▶ _Selected excerpt_:
---

As for using Google or the MySQL docs - well, I doubt it if you average marketing person would actually KNOW how to a search on "INNER JOIN" or "safe mysqld"

The fact that you are searching on these terms, shows that you have clue about your job.

On a corrollary basis, there's probably loads of marketing buzz terms we tech heads dont know about, which marketing droids regularly google on.

on June 2, 2003 02:36 PM
# Joe Grossberg said:

"The fact that you are searching on these terms, shows that you have clue about your job."

Exactly.

Chemists can consult the periodic table. Psychologists have their DSM-IV. Surgeons have Grey's Anatomy. Why should programmers be expected to memorize obscure commands and syntaxes (e.g. Linux's "uname -a")?

on June 2, 2003 03:27 PM
# Sterling Hughes said:

"Knowledge is of two kinds. We know a subject ourselves, or we know where we can find information upon it."

- Samuel Johnson

on June 2, 2003 06:52 PM
# Anders Jacobsen said:

http://cobolreport.com/columnists/julian/01132003.asp :
"The intellectual skills that the information age require therefore already look very different from the ones that we have valued in the past, even if the only changes are the two I have outlined. If we do become information retrievers rather than storers, and practitioners of trial-and-error rather than logical analysis, then our idea of what makes an intelligent person will seem to have changed enormously."

http://www.jacobsen.no/anders/blog/archives/2003/02/26/intelligence_in_the_information_age.html :
"As more and more people are "netchecking" their questions and kids are growing up not learning to be critical to their sources, Julian certainly raises interesting points, and I think it is important to highlight that the future "intelligent person" not only will be able to quickly retrieve information, but to discern trustworthy and/or comprehensive sources from the net's riff-raff[...]"

on June 2, 2003 08:45 PM
# Melissa said:

This reminds me of that Three Dead Trolls In A Baggie song - "Keep Your Parents Off The Internet".
--
Dad: I'm repainting the garage and I wanted to find out if Latex would bond to stucco. So I thought I'd do a search for... oh, I don't know... "Latex bondage"
--
The internet is a mass of information. The people with the power, so to speak, are the people that can navigate the internet and locate the information they need quickly and accurately.

---

▶ _Information supplied_:

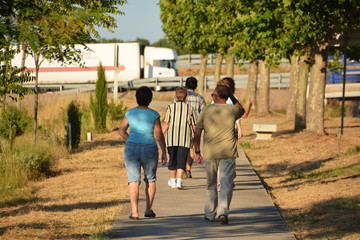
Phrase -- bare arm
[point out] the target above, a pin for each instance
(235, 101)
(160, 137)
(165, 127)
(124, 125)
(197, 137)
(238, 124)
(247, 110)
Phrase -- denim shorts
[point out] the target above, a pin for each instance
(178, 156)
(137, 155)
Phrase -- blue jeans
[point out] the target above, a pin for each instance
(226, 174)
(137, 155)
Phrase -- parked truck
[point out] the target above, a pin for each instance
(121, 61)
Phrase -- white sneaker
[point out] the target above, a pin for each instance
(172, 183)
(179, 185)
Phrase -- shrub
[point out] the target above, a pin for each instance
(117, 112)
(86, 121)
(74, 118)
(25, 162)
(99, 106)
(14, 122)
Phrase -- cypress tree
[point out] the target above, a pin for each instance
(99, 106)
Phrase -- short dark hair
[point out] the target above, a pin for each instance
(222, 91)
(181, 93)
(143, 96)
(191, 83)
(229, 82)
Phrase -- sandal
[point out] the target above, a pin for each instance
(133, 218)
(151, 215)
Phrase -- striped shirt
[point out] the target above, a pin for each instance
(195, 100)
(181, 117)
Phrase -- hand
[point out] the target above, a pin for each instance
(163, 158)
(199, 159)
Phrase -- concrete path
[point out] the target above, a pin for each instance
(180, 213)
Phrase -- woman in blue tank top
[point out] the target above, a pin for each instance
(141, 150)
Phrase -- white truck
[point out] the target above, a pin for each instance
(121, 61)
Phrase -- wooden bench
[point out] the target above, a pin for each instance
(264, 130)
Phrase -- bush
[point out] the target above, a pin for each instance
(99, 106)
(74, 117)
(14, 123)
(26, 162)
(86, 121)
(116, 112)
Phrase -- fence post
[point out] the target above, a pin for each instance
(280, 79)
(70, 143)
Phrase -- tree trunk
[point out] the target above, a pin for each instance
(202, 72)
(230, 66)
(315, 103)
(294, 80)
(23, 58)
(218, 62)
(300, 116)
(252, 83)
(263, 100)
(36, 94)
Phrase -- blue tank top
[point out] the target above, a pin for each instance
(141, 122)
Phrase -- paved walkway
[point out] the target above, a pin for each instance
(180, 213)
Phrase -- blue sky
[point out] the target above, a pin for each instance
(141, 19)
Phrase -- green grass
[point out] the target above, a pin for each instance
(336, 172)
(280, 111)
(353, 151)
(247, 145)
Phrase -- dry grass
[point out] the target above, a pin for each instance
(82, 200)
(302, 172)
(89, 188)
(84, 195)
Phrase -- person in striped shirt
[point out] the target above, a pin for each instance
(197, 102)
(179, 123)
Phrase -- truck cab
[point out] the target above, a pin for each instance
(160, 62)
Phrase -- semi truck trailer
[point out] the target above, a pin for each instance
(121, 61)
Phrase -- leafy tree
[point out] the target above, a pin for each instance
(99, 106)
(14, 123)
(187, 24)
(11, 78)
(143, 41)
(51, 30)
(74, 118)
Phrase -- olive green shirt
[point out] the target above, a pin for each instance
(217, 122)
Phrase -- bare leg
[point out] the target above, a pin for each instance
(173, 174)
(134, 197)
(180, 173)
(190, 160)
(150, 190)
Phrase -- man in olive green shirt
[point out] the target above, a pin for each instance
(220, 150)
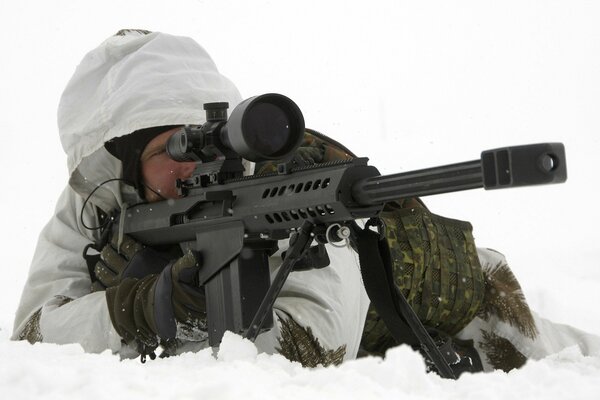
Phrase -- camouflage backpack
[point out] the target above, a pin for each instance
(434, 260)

---

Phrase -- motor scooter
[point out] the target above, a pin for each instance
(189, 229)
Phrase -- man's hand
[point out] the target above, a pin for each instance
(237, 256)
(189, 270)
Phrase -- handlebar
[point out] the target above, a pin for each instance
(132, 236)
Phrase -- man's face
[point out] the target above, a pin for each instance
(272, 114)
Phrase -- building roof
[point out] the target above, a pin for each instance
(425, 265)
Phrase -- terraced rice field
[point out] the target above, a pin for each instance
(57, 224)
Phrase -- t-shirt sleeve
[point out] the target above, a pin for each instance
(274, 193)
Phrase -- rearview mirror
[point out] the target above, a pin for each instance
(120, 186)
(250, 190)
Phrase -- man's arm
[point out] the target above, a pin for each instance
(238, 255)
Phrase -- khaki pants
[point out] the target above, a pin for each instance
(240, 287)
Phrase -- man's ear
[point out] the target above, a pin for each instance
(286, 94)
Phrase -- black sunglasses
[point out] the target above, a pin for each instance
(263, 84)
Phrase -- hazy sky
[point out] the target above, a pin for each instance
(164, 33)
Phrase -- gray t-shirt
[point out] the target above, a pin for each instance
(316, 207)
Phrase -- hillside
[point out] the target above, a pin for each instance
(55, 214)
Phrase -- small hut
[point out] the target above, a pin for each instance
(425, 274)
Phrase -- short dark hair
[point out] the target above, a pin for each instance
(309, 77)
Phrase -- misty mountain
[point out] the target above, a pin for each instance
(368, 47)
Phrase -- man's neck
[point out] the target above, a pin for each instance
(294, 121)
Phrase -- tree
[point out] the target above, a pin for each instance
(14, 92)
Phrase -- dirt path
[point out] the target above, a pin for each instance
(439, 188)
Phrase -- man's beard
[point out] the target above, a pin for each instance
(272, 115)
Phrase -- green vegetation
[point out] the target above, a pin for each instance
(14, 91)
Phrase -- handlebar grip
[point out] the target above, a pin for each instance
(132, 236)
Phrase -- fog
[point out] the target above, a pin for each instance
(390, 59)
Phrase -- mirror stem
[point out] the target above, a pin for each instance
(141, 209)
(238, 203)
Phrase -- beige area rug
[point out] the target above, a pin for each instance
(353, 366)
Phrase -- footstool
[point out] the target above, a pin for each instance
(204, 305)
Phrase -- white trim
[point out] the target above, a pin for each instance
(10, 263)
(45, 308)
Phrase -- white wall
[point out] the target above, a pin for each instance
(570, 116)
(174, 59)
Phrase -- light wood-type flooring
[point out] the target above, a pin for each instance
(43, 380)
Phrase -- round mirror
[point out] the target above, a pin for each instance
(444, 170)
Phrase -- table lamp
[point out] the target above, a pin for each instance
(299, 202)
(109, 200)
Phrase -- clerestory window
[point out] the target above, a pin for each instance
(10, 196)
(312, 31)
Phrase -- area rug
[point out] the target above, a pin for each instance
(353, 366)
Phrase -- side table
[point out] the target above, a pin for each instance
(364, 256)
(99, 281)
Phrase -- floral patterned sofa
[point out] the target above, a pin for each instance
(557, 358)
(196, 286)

---

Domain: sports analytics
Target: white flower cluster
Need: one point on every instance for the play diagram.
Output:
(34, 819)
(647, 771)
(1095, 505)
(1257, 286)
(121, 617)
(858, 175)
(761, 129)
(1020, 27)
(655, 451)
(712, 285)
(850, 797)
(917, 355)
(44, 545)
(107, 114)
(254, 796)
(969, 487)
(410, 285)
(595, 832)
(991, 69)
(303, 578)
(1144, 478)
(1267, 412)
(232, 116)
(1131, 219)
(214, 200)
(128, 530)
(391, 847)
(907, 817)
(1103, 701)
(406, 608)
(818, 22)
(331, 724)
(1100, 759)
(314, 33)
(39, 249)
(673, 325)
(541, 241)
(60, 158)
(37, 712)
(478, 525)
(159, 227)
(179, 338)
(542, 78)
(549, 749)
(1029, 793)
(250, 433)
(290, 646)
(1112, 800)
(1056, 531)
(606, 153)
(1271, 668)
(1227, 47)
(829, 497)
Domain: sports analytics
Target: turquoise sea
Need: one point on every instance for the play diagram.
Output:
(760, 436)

---

▶ _What this exercise asks_:
a - Decide whether each statement agrees with the comment thread, answering yes or no and quoting the exact words that settle it: (i) Joe Grossberg says surgeons have Grey's Anatomy. (ii) The Samuel Johnson quote says knowledge is of three kinds. (iii) In the song Melissa recalls, the dad wants to know whether Latex would bond to brick.
b - Using the comment thread, answer each question:
(i) Which two search terms does the opening comment doubt an average marketing person would know to search on?
(ii) What Linux command does Joe Grossberg give as an example?
(iii) What is the title of the song Melissa mentions?
The records were taken from a different source than the comment thread.

▶ _Solved tasks_:
a -
(i) Yes: "Surgeons have Grey's Anatomy."
(ii) No: "Knowledge is of two kinds."
(iii) No: "I wanted to find out if Latex would bond to stucco"

b -
(i) "INNER JOIN" and "safe mysqld"
(ii) "uname -a"
(iii) "Keep Your Parents Off The Internet"